Document:

John Patrick Hawthorne[1] FBA (born 1964) is an English philosopher, currently serving as Professor of Philosophy at the Australian Catholic University in Melbourne,[3] and Professor of Philosophy at the University of Southern California.[4] He is recognized as a leading contemporary contributor to metaphysics and epistemology.[5]

Early life and career

Hawthorne was born on 25 May 1964 in Birmingham, England.[6] He earned his PhD from Syracuse University, where he studied with William Alston and Jonathan Bennett. From 2006 to 2015, he was the Waynflete Professor of Metaphysical Philosophy at the University of Oxford. He has also taught at the University of New South Wales, Arizona State University, Syracuse University, Rutgers University, and Princeton University.

What you should do:
Turn the paragraph in the Hawthorne biography above that begins "Hawthorne was born on 25 May 1964" into a short bulleted list that keeps its main facts.

Provided information:
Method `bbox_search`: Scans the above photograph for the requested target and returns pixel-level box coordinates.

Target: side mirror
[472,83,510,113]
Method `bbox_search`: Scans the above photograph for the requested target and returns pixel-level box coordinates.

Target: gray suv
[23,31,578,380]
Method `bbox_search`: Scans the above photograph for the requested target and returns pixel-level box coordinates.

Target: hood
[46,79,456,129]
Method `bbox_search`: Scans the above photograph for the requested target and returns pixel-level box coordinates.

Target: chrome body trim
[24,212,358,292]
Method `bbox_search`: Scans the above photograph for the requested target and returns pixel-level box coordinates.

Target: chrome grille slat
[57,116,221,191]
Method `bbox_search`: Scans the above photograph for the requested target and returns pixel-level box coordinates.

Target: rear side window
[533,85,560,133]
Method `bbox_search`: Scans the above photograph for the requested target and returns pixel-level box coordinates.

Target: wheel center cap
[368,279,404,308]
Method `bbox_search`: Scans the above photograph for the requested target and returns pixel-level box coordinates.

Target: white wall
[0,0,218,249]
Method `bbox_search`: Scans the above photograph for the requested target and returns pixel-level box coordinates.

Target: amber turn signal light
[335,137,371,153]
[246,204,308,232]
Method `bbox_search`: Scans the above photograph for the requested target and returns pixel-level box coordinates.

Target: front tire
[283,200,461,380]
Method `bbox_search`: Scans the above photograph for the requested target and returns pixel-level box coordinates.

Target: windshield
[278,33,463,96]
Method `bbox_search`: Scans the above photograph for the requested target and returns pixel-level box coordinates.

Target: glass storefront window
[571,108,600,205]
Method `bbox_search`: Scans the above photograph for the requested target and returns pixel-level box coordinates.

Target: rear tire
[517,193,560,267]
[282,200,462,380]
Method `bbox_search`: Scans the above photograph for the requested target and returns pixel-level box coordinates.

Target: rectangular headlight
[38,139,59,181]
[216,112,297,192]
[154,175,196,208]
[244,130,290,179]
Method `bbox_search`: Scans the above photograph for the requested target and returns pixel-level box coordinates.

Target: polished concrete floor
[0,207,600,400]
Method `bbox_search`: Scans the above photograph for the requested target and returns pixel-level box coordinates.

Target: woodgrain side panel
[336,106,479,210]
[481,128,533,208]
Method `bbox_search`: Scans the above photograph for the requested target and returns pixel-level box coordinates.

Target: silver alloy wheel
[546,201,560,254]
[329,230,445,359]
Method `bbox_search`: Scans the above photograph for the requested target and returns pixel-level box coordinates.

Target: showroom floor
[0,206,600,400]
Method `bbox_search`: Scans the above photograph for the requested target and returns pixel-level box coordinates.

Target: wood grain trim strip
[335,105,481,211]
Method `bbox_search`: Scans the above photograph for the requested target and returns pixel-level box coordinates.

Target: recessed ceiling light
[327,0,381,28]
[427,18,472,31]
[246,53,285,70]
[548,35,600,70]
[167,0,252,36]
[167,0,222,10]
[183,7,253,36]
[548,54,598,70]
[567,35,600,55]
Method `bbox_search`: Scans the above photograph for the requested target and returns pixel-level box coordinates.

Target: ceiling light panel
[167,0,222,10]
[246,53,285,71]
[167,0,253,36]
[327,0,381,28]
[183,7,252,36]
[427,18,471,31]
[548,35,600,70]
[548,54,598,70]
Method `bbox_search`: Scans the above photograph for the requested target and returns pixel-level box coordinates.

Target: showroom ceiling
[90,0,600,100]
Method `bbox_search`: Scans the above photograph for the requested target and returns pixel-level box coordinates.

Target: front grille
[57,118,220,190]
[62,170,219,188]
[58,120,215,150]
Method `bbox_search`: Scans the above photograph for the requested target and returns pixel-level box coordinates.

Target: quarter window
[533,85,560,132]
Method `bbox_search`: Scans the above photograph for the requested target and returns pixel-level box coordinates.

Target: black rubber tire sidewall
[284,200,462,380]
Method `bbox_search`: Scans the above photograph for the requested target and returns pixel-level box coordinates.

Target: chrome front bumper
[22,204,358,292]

Result:
- Born 25 May 1964 in Birmingham, England
- Earned a PhD at Syracuse University, studying with William Alston and Jonathan Bennett
- Waynflete Professor of Metaphysical Philosophy at the University of Oxford, 2006–2015
- Has also taught at the University of New South Wales, Arizona State University, Syracuse University, Rutgers University, and Princeton University